Start of Recorded data

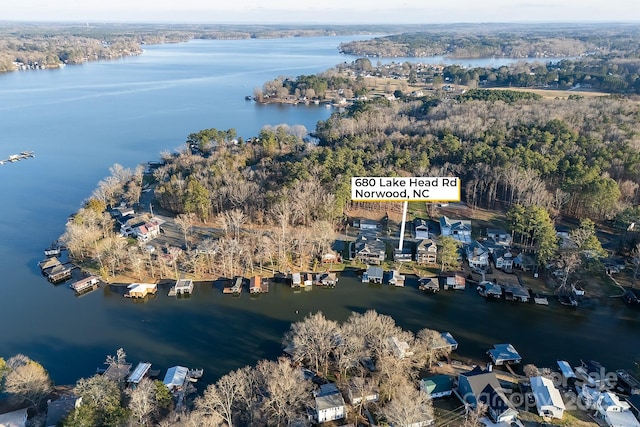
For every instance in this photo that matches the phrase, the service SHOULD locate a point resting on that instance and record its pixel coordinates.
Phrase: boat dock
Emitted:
(86, 284)
(236, 288)
(17, 157)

End of Recorded data

Omitting the pictures, write out the material above exactly as it stands.

For every instance in this photo that matches the phrase, the service SHOULD locate a point resting on that instance and record its pixel coordinates.
Phrase: boat dock
Emitted:
(86, 284)
(236, 288)
(17, 157)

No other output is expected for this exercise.